■ **Task details**:
Copy every entry exactly.

Region pointing data:
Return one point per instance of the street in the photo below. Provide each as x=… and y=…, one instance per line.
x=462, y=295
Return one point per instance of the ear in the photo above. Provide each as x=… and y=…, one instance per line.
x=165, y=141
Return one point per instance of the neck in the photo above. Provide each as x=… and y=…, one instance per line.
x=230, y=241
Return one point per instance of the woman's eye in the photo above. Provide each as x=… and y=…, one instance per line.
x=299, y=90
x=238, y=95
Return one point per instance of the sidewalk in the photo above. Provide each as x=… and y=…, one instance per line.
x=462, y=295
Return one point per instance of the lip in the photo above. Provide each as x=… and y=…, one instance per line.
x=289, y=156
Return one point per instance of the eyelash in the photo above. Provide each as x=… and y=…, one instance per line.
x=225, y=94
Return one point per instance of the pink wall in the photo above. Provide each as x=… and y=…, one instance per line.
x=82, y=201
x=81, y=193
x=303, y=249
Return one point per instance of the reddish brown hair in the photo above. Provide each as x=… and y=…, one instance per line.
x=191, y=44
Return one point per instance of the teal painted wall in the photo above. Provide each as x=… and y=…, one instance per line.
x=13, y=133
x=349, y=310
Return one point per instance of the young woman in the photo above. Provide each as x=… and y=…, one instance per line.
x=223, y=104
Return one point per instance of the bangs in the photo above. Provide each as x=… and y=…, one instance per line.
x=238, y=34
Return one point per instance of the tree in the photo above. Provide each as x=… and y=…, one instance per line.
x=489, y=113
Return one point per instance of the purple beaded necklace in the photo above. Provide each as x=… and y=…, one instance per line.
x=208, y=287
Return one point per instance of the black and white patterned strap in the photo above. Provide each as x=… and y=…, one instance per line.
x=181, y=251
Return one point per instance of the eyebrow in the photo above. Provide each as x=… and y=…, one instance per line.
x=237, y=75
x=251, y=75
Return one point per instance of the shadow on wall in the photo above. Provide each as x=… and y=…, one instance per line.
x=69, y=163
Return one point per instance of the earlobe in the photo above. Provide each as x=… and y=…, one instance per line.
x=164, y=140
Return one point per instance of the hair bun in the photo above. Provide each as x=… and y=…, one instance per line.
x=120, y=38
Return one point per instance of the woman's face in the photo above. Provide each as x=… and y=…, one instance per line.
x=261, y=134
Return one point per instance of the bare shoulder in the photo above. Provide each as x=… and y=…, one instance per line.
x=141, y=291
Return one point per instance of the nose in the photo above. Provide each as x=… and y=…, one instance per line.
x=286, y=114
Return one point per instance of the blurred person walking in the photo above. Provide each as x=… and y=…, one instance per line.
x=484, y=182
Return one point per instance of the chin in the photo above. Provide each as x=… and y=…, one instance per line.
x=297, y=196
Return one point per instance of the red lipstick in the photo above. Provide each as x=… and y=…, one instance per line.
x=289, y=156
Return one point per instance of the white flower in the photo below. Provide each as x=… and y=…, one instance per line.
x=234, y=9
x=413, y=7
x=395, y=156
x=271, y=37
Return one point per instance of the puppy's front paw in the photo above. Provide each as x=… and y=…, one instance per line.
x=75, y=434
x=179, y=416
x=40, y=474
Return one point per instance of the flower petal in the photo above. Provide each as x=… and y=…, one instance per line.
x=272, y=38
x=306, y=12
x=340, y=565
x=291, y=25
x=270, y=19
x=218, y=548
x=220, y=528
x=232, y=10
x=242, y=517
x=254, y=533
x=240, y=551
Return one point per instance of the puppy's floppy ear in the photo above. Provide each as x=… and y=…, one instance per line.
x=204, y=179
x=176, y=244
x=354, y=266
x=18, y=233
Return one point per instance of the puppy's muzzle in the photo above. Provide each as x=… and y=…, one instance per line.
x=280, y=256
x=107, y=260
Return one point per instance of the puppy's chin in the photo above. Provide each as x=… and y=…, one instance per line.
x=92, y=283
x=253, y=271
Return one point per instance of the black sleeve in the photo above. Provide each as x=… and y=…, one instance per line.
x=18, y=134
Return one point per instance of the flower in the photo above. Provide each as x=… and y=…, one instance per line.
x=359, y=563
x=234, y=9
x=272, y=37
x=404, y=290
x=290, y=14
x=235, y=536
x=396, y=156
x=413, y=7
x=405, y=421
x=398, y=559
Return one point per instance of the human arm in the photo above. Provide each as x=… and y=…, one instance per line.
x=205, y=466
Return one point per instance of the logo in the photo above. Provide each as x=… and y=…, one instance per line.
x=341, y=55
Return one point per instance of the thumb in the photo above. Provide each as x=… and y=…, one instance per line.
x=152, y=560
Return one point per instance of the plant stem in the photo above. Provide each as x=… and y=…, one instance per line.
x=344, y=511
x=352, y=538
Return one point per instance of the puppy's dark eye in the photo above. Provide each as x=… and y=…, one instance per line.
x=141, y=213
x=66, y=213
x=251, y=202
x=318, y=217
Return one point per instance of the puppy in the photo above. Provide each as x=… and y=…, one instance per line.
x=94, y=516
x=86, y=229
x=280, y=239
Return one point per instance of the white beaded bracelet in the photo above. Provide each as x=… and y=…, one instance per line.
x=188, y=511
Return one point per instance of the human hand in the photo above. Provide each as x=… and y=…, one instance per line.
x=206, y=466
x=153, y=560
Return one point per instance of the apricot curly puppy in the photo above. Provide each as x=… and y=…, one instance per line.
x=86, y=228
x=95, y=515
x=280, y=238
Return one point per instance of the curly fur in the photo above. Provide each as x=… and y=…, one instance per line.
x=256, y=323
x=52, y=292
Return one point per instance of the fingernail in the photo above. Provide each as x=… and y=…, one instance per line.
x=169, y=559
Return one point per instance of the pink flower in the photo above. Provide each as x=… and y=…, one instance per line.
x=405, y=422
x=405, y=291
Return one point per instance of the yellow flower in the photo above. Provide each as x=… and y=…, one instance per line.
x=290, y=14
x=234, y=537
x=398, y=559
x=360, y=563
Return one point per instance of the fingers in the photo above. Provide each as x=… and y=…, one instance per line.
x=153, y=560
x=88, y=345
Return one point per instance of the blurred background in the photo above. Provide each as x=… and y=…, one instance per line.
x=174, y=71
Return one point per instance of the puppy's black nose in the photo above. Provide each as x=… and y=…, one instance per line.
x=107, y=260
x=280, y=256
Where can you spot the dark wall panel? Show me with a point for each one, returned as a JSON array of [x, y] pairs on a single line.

■ **Written response**:
Return one point per instance of the street in the photo below. Provide each as x=… and y=…, one instance per line.
x=462, y=295
Return one point per instance of the ear in the photo above. Provide each as x=… and y=…, one instance per line.
x=165, y=141
Return one point per instance of the neck in the photo above. Provide each as x=… and y=…, one instance per line.
x=230, y=241
Return one point per instance of the woman's eye in the photo above. Provide each as x=… and y=…, one instance per line.
x=299, y=90
x=238, y=95
Return one point per instance of the sidewalk in the photo above. Provide each as x=… and y=…, one instance per line.
x=462, y=295
Return one point per instance of the lip in the photo above. Provide each as x=… and y=…, one instance per line.
x=289, y=156
Return one point per instance of the eyelash in the photo above. Provide each as x=… and y=…, one instance per line.
x=225, y=94
Return one point per instance of the pink wall in the photo above. Provide each as x=… and y=…, one instance per line.
x=82, y=201
x=81, y=193
x=303, y=249
Return one point per instance of the reddish brown hair in the photo above. Provide each as x=… and y=…, one instance per line.
x=191, y=44
Return one point per instance of the teal painted wall in the photo above. Provide each as x=… and y=…, one instance per line.
x=13, y=133
x=349, y=310
Return one point per instance of the young woman in the photo above. Provide each as x=… and y=…, one instance per line.
x=223, y=104
Return one point per instance of the bangs in the photo above. Provide each as x=… and y=…, one instance per line.
x=238, y=34
Return one point per instance of the tree in the photo above. Provide each as x=… and y=…, one instance per line.
x=489, y=113
Return one point per instance of the purple beaded necklace in the photo above. Provide each as x=… and y=…, one instance per line.
x=208, y=287
Return one point per instance of the black and white patterned strap in the photo above. Provide each as x=… and y=…, one instance per line.
x=181, y=251
Return one point per instance of the eyebrow in the photo above. Provide each as x=… and y=…, one instance per line.
x=237, y=75
x=251, y=75
Return one point per instance of the shadow on wall in the photo above. Provide each as x=… and y=…, one instance per line.
x=69, y=163
Return one point per instance of the earlobe in the photo above. Provide each as x=… and y=…, one instance per line.
x=164, y=140
Return one point per instance of the hair bun in the photo above. Provide each as x=… and y=…, one instance per line.
x=120, y=38
Return one point per instance of the woman's face in the photo above. Provide each as x=… and y=…, one instance per line.
x=261, y=134
Return one point per instance of the bare shoulder in the photo above. Provide each as x=… and y=…, one instance per line.
x=141, y=291
Return one point per instance of the nose in the photo above. Provide each as x=… and y=…, one instance per line.
x=286, y=114
Return one point per instance of the blurred person walking in the photo above. Provide each as x=… and y=…, one instance per line.
x=484, y=182
Return one point per instance of the chin in the photo above. Provide each as x=… and y=…, one instance per line.
x=297, y=196
Return one point per instance of the red lipstick in the photo above. Provide each as x=… and y=…, one instance per line.
x=289, y=156
Return one point per instance of the white flower in the photo below. Provide each as x=… and y=…, one instance per line.
x=234, y=9
x=413, y=7
x=395, y=156
x=271, y=37
Return one point per instance of the puppy's front paw in the photo above. Provide each as x=… and y=…, one instance per line.
x=75, y=434
x=179, y=416
x=40, y=474
Return one point per instance of the flower petal in the photo above. Provide each as x=… and y=…, one instance per line.
x=272, y=38
x=306, y=12
x=340, y=565
x=291, y=25
x=270, y=19
x=218, y=548
x=220, y=528
x=232, y=10
x=242, y=517
x=254, y=533
x=240, y=551
Return one point per instance of the puppy's floppy ear in the photo above. Provide each as x=… and y=…, one instance per line.
x=204, y=179
x=176, y=244
x=354, y=266
x=18, y=233
Return one point per instance of the puppy's muzzle in the photo above. Provide each as x=… and y=…, one instance per line.
x=280, y=256
x=107, y=260
Return one point per instance of the puppy's chin in the photo above. Provide each as x=… and y=…, one instance per line.
x=92, y=283
x=253, y=271
Return one point per instance of the black sleeve in the photo above. Provide each as x=… and y=…, one instance per line.
x=18, y=134
Return one point per instance of the flower in the photo above. Provide each as x=… and y=…, one instance per line.
x=359, y=563
x=234, y=9
x=272, y=37
x=404, y=290
x=290, y=14
x=235, y=536
x=396, y=156
x=413, y=7
x=405, y=421
x=398, y=559
Return one point per instance of the human arm in the photo above. Provide each as x=… and y=…, one instance per line.
x=205, y=466
Return one point per instance of the logo in the photo above. Provide each as x=… and y=…, one instance per line.
x=341, y=55
Return one point per instance of the thumb in the photo above. Provide each as x=… and y=…, one instance per line.
x=152, y=560
Return one point per instance of the plant stem in the photo above. Provide each as x=… and y=…, one instance per line.
x=344, y=511
x=352, y=538
Return one point per instance of the puppy's dark eye in the photo above. Provide each as x=… and y=…, one instance per line.
x=141, y=213
x=66, y=213
x=251, y=202
x=318, y=217
Return one point per instance of the puppy in the photo above. Provide each as x=… and y=…, one instance per line.
x=94, y=516
x=86, y=229
x=280, y=239
Return one point per instance of the white beaded bracelet in the photo above. Provide each as x=… and y=…, one instance per line.
x=188, y=511
Return one point per instance of the human hand in the photo above. Provide each as x=… and y=…, one instance per line.
x=206, y=466
x=153, y=560
Return one point per instance of the apricot curly puppy in the photo above. Provide each as x=… and y=…, one instance per line.
x=86, y=228
x=95, y=515
x=280, y=238
Return one point per instance of the curly fur in the photo above. Provide each as x=… and y=…, one instance per line.
x=256, y=323
x=52, y=292
Return one point per instance of the fingernail in the photo above. Provide each as x=… and y=…, one instance per line.
x=169, y=559
Return one point per instance of the pink flower in the photo above. Provide each as x=… and y=…, one instance per line.
x=405, y=422
x=405, y=291
Return one point per instance of the yellow flower in the photo above. Provide each as x=… and y=…, one instance per line.
x=290, y=14
x=234, y=537
x=398, y=559
x=360, y=563
Return one point per instance of the fingers in the photo above. Provide each as x=… and y=…, one instance per line.
x=153, y=560
x=88, y=345
Return one point per instance of the blurred background in the photo above. Provide each as x=… and y=…, one instance per line.
x=174, y=71
Return one point per instance of the puppy's black nose in the photo above. Provide each as x=… and y=…, one instance per line.
x=107, y=260
x=280, y=256
Where can you spot the dark wall panel? Show me with a point for each one, returned as a JSON array of [x, y] pairs on a single line.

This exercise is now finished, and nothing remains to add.